■ Data

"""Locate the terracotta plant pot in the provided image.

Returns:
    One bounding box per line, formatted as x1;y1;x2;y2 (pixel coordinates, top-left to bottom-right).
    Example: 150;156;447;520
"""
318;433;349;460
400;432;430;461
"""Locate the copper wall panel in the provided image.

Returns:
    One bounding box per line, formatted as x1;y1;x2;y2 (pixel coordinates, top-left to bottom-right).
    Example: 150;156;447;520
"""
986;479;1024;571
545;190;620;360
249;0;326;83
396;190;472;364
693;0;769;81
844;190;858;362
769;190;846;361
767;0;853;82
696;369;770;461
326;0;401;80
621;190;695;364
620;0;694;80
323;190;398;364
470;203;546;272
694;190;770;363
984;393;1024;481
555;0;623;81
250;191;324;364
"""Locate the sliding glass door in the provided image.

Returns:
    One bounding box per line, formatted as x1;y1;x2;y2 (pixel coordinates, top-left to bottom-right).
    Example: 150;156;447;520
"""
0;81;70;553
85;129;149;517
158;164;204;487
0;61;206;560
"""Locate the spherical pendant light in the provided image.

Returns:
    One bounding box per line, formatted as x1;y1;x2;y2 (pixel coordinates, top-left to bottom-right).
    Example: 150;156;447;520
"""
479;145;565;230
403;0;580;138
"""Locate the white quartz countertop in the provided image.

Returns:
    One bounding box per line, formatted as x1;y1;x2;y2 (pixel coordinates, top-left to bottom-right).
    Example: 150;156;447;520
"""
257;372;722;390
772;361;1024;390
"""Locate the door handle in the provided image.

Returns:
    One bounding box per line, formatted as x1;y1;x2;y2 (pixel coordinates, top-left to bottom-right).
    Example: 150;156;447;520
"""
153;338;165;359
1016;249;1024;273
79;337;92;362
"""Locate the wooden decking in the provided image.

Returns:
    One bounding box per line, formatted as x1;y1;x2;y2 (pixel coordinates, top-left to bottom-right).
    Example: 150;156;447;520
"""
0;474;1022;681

==

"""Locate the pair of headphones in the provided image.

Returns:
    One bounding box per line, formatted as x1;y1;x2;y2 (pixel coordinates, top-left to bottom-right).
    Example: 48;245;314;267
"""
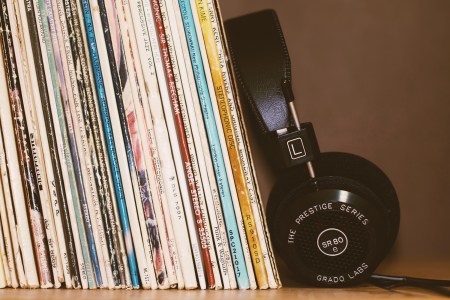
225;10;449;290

■ What is required
Which lines of the data above contain the string "image"? Copy each of them.

■ Reply to the exercise
"""Locate the terracotta plant pot in the provided image.
"""Locate the copper wall panel in the provided image.
"""Locate the sliding glass door in the provided image.
"""Locate the spherical pendant light in the provided image.
"""Locate the white quartz countertop in the provided image.
"""Locate the door handle in the provided image.
"""Locate the wooden decking in the provided image.
"""Locate the pair of headphones in the provided image.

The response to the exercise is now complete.